**TASK DIRECTIONS:** Give the number of lines in the data below that contain "mountain", with no other words.

= = = = = = =

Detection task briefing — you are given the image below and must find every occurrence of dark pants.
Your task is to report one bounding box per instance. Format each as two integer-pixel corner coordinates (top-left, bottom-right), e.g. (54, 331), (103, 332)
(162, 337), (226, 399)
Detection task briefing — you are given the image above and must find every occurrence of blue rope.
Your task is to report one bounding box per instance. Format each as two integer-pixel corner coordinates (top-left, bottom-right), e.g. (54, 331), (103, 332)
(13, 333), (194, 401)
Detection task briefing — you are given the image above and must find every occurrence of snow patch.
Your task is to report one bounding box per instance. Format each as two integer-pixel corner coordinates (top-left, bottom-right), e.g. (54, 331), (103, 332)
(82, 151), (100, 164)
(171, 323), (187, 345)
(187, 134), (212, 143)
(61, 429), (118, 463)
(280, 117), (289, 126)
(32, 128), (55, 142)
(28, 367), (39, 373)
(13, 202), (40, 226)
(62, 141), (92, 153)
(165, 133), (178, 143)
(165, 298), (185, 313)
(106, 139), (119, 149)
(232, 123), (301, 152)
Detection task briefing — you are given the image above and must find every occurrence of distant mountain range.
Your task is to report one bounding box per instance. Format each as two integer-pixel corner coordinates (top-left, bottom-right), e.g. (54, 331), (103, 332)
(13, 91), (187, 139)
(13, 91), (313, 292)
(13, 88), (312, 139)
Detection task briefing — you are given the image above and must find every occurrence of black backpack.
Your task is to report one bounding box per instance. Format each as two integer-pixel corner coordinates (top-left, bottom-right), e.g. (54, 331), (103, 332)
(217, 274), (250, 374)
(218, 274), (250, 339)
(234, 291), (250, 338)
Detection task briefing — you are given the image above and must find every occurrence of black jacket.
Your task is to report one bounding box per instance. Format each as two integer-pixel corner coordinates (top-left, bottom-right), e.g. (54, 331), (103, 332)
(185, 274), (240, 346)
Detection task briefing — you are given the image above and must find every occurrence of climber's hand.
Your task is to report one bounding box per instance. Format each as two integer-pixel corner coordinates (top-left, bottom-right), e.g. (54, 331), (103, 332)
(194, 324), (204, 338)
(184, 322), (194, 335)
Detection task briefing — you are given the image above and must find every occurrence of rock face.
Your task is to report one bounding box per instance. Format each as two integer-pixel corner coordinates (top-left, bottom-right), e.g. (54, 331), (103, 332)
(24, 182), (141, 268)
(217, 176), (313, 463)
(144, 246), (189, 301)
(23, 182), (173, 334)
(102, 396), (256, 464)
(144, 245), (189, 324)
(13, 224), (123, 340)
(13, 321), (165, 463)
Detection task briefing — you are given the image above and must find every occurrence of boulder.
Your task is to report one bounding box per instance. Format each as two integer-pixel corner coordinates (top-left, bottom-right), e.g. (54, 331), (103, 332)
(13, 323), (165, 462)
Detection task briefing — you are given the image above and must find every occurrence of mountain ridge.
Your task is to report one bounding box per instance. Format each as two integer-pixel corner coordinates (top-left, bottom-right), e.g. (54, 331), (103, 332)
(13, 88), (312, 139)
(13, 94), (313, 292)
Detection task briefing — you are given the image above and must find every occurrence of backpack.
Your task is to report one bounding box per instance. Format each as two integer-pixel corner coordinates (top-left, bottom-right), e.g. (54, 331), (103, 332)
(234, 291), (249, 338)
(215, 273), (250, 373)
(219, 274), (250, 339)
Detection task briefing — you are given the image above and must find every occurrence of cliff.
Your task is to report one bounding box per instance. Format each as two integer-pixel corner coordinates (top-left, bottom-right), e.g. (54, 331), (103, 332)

= = = = = = =

**RESPONSE BOX:** 2